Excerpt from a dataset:
========================================
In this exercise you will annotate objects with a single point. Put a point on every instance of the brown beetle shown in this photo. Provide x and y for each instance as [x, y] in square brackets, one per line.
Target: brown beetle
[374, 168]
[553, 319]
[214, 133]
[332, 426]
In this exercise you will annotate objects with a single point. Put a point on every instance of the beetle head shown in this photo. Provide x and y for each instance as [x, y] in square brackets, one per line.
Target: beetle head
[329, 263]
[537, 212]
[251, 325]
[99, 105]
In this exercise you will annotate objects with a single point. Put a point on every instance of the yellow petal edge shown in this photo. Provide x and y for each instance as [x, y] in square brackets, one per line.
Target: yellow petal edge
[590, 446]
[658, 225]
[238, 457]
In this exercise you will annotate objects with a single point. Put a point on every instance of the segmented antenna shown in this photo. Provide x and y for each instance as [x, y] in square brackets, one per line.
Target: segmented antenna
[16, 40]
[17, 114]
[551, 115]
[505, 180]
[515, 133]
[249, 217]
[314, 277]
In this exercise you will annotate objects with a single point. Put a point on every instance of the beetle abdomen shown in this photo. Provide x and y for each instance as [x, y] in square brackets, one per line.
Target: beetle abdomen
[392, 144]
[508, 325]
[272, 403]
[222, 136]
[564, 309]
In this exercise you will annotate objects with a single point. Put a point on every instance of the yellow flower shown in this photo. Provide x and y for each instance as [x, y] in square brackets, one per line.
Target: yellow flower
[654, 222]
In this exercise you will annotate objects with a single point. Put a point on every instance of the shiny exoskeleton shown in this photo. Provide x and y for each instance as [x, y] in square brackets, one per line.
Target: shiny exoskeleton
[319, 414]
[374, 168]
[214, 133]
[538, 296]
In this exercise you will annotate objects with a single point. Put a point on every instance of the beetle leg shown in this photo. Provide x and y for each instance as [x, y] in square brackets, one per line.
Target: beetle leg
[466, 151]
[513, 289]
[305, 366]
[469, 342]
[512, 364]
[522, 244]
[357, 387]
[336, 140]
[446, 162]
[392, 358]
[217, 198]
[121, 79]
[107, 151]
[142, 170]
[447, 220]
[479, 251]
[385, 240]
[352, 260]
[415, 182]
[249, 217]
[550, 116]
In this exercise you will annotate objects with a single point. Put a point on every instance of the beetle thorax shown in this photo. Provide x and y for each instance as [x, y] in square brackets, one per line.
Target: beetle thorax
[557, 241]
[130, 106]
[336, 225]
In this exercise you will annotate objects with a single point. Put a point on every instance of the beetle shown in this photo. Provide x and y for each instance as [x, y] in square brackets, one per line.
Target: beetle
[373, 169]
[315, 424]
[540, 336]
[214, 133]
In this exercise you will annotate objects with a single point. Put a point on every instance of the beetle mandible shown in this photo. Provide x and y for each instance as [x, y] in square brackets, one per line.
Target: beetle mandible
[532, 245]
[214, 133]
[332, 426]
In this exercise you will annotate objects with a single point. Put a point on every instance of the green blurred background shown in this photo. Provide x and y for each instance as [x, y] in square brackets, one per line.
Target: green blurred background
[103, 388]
========================================
> _WORK TO DO_:
Reproduce every line of the material above word for word, from start to finish, leaving nothing out and changing nothing.

> _FINAL RESULT_:
In this exercise you will annotate objects with a single point. Put a point on every instance of the brown beetle shown in this photo. Provide x and y for each instance as [x, y] in square brackets, one per line.
Target: brown beetle
[374, 168]
[553, 319]
[214, 133]
[332, 426]
In this exercise you will annotate objects with a single point. Put a point on every instance of the beetle head shown in this photo. Provide x and y for each instance as [x, y] in square brackets, one per line.
Target: beetle head
[329, 263]
[537, 212]
[251, 325]
[99, 105]
In this exercise you will annotate objects with a single point. Put a point on every instance of the yellow petal edge shown in this photo. Provide x and y for each instance as [x, y] in square brackets, one per line.
Target: yellow petal edge
[590, 446]
[658, 225]
[238, 457]
In this exercise you will annotate objects with a single point. Put a point on every instance of the segmented antenna shown in this photo. Provide x and y for each instance as [x, y] in square brackets, one per line.
Target: segmented antenna
[16, 40]
[17, 114]
[551, 115]
[505, 180]
[515, 133]
[249, 217]
[314, 277]
In this exercise you will annotate objects with a single point. Put a point on every instance of the beetle abdomen shown in this photo. Provide x and y for each instance as [x, y] in square brackets, one per line.
Target: beetle abdomen
[392, 144]
[508, 325]
[272, 403]
[222, 136]
[564, 309]
In this exercise you will annotate objects with a single point. Put a point on every instance of the yellow flower shown in this photo. Provide x and y for each instance as [x, y] in square brackets, one per line.
Target: yellow flower
[654, 222]
In this exercise you will annotate objects with a single point. Put a point on every instance of the shiny exoskeleton shown in this photo. Provide x and y for each instance as [x, y] in square brackets, one per line.
Target: shiny exoskeleton
[319, 414]
[374, 168]
[214, 133]
[538, 296]
In this exercise you will annotate objects with a single point. Put a point on every instance of the beetle leg shown in this photo. Provide x and y for each instance as [x, y] in square brackets, one per line.
Target: beetle leg
[466, 151]
[513, 289]
[305, 366]
[469, 342]
[512, 364]
[522, 244]
[357, 387]
[336, 140]
[446, 162]
[392, 358]
[217, 198]
[121, 79]
[107, 151]
[142, 170]
[447, 220]
[479, 251]
[385, 240]
[352, 260]
[415, 182]
[249, 217]
[550, 116]
In this exercise you will annotate objects with a single point. Put a point on every instance of the beetle thorax shown in this photo. Provide x and y for each instance as [x, y] in square brackets, one per line.
Target: beetle thorax
[557, 241]
[130, 106]
[336, 225]
In this exercise you will annotate objects with a single point. Put a point on every instance of the beetle shown in this photo. Provide x and y for each instance as [x, y] in square brackets, one per line.
Target: beetle
[373, 169]
[315, 424]
[540, 336]
[214, 133]
In this exercise you will annotate objects with a single point. Put a point on every instance of the beetle mandible shown in this photo. Provide x and y for each instance as [x, y] in square brackets, one per line.
Target: beetle mandible
[532, 245]
[214, 133]
[332, 426]
In this exercise you will annotate objects with a single point. Put a point on every instance of the green blurred background shown in this photo. Provide x and y for each instance as [x, y] in square brackets, one per line.
Target: green blurred background
[103, 388]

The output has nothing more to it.